Are we as a society setting up our boys for failure by subliminally and overtly, at very early ages, making them to feel that something is wrong with them because they do not act or learn like girls? When they hear comments “Poor you, mother of all boys”  from strangers, family, teachers, what does that do to their self-esteem and confidence?  Are they just giving up?
We know, and science has confirmed, that boys are hardwired differently from girls by nature. Nurture, along with societal and family expectations, trains them differently, too, of course. Should their physical exuberance not be celebrated and channelled? Are we employing boy-specific tools at home and in our learning institutions at primary and secondary level to ensure their management, so there is disciplined learning without demoralization?
   I never agreed with an old friend who was aghast 20 year ago at the co-education of Harrison College and the other secondary schools, but I am starting to wonder if he had a point. Co-education might  work in other cultures, but ours is so highly sexualized – our soca and dance hall lyrics, our dancing (or whatever you want to call it now) and God help those who allow their children to watch BET music videos. Are girls too much of a distraction for boys in secondary school? It has not helped that there is an extreme shortage of male teachers, who played a critical role in the past in helping our boys become men.
   We talk about a lack of male household heads, but traditionally that has always been a factor in many homes here, so I do not think that is the main reason we are having challenges with our boys today. The death of the extended family and  the “village raising a child” approach, change in societal values (pride before industry), the rise of “ghetto-fabulous” materialism – these perhaps have been impacting on the challenges facing our boys (and girls).
   I view this piece as a rallying cry from one M.O.B. to others, to create another forum, to discuss, to share experiences but also more crucially to conclude with specific, practical suggestions/solutions, which are promulgated throughout our entire society – our homes, our schools, our churches, our community centres.  A number of us have acknowledged that a number of our males are in crisis.  Therefore, so is our society.
Paula-Ann Moore is a proud and thankful M.O.B who continually asks God for guidance on how to raise her boys to be the best that they can be.

## TASK REQUIREMENTS
1 > In the piece on raising boys, reproduce the stretch from "I view this" through "they can be.".
2 > The piece on raising boys names several places throughout society where the proposed suggestions and solutions should be promulgated. List all of them.

## RECORDS
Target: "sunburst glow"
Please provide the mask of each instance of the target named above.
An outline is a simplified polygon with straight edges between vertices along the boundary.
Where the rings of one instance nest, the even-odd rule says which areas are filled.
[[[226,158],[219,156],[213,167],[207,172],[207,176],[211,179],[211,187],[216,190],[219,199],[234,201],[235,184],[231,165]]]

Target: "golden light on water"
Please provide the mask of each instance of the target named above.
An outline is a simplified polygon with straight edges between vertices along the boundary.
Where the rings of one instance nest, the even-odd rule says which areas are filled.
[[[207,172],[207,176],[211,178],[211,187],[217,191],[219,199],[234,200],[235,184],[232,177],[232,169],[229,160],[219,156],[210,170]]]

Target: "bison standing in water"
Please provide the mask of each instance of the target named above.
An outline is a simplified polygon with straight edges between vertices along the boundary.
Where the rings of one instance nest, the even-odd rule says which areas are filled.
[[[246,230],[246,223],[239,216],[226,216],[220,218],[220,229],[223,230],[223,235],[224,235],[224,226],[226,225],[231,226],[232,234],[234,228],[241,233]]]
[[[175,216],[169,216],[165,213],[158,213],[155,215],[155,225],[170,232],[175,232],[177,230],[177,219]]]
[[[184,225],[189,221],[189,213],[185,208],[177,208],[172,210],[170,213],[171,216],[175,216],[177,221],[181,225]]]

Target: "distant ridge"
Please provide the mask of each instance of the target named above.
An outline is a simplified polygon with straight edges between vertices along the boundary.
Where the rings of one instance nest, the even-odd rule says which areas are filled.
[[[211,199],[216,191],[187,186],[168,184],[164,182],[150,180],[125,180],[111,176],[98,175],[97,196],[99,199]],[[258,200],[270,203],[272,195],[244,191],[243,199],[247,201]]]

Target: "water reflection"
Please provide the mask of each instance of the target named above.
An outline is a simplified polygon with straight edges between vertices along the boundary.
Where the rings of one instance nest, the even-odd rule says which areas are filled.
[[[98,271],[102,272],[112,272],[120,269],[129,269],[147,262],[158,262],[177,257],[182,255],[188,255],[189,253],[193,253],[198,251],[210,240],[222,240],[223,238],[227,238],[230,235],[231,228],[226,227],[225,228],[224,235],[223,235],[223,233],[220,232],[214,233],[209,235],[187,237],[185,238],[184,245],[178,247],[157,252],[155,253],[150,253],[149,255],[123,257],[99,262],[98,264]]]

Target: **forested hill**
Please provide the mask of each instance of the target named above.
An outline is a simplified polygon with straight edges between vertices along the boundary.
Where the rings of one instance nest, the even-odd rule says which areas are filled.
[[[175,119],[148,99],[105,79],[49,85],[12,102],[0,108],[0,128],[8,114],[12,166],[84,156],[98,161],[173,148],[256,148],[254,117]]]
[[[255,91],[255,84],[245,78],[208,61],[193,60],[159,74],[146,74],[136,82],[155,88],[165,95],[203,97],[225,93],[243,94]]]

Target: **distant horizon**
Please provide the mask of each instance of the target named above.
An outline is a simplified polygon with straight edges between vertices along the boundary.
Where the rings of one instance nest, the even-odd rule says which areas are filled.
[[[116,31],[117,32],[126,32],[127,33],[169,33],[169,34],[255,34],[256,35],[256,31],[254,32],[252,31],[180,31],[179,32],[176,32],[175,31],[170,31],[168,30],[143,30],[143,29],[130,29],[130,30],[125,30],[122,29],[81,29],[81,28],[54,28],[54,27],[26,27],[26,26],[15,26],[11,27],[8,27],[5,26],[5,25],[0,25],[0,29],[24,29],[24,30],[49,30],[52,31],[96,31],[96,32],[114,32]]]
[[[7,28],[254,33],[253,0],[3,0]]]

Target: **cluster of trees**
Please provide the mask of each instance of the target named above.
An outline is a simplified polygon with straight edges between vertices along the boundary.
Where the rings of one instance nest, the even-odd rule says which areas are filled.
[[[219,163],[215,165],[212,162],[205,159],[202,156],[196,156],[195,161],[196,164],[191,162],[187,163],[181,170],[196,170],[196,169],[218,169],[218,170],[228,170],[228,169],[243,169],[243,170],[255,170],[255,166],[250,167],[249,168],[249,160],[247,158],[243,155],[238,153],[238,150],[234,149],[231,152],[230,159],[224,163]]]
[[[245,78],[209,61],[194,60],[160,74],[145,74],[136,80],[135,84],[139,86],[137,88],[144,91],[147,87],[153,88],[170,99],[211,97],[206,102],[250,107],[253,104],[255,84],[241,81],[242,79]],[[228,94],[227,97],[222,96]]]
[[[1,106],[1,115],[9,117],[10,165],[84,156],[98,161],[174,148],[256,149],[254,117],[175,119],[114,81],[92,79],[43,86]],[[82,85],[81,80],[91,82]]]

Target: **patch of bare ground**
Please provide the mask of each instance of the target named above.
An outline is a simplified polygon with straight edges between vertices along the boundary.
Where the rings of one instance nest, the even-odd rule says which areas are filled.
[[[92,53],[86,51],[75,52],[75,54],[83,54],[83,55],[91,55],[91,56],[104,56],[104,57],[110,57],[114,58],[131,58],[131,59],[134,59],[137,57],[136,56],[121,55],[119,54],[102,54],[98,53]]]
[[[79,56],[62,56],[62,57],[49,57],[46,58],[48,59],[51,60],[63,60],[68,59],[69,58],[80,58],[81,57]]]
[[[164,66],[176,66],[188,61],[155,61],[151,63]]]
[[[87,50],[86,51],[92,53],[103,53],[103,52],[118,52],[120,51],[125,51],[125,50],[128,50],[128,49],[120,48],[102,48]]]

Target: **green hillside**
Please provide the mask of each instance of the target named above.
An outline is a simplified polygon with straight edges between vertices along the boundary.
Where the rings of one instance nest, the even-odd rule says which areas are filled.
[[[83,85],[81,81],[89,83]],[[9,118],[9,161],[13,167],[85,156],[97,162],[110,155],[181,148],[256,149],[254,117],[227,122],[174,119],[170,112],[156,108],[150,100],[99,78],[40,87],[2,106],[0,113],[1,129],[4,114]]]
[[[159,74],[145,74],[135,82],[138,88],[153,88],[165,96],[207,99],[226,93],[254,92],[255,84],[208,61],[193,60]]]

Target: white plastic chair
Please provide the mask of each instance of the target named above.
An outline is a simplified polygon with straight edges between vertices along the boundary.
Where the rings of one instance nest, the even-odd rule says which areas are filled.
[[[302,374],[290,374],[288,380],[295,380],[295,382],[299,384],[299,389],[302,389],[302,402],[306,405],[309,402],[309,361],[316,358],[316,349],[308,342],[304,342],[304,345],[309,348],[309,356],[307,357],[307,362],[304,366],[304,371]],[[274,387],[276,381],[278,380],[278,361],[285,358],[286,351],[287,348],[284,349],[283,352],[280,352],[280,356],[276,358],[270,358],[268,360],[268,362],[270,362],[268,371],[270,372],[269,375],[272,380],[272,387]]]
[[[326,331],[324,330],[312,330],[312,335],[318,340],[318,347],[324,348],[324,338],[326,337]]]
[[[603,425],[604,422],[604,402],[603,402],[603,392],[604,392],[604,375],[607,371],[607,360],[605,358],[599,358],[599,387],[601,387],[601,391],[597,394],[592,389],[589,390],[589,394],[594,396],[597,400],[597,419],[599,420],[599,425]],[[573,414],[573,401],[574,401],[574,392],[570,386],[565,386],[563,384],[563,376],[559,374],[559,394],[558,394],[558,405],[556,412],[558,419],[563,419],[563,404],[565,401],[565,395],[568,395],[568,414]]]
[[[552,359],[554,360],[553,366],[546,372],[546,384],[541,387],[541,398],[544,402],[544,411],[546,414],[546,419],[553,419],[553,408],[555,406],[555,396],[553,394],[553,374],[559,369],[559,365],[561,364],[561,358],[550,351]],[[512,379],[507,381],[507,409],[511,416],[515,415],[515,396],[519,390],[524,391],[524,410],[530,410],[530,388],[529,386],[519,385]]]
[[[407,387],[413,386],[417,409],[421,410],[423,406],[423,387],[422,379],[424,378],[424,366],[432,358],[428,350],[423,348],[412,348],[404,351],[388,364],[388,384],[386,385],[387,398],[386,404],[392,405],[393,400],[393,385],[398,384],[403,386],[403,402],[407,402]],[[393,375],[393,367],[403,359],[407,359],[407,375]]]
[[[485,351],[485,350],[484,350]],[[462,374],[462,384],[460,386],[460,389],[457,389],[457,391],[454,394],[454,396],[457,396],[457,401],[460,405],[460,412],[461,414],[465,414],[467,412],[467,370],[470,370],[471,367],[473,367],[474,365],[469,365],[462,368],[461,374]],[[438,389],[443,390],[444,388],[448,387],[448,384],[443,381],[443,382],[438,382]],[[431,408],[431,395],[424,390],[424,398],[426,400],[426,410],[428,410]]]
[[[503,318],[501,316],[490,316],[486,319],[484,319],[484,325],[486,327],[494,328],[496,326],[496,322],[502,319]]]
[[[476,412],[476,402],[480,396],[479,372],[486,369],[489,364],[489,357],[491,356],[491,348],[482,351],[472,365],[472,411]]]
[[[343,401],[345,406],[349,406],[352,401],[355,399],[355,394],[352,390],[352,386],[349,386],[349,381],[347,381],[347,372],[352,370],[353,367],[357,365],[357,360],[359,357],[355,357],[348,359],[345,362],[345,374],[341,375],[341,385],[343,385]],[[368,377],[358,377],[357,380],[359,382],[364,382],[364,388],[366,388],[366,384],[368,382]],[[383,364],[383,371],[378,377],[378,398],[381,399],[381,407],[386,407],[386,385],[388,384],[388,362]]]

## ANSWERS TO THE PROBLEMS
1 >
I view this piece as a rallying cry from one M.O.B. to others, to create another forum, to discuss, to share experiences but also more crucially to conclude with specific, practical suggestions/solutions, which are promulgated throughout our entire society – our homes, our schools, our churches, our community centres.  A number of us have acknowledged that a number of our males are in crisis.  Therefore, so is our society.
Paula-Ann Moore is a proud and thankful M.O.B who continually asks God for guidance on how to raise her boys to be the best that they can be.

2 >
- our homes
- our schools
- our churches
- our community centres